__WRITTEN REQUEST__
Give each line of the listing below as one string in a JSON list, skipping any blank lines.

__THE RECORDS__
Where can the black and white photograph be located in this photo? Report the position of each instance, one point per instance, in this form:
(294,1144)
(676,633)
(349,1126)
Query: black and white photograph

__EXPECTED ANSWER__
[
  "Where can the black and white photograph be located in this photo? Report the position of each instance, one point per instance, in this form:",
  "(294,1144)",
  "(676,633)",
  "(349,1126)",
  "Query: black and white photograph"
]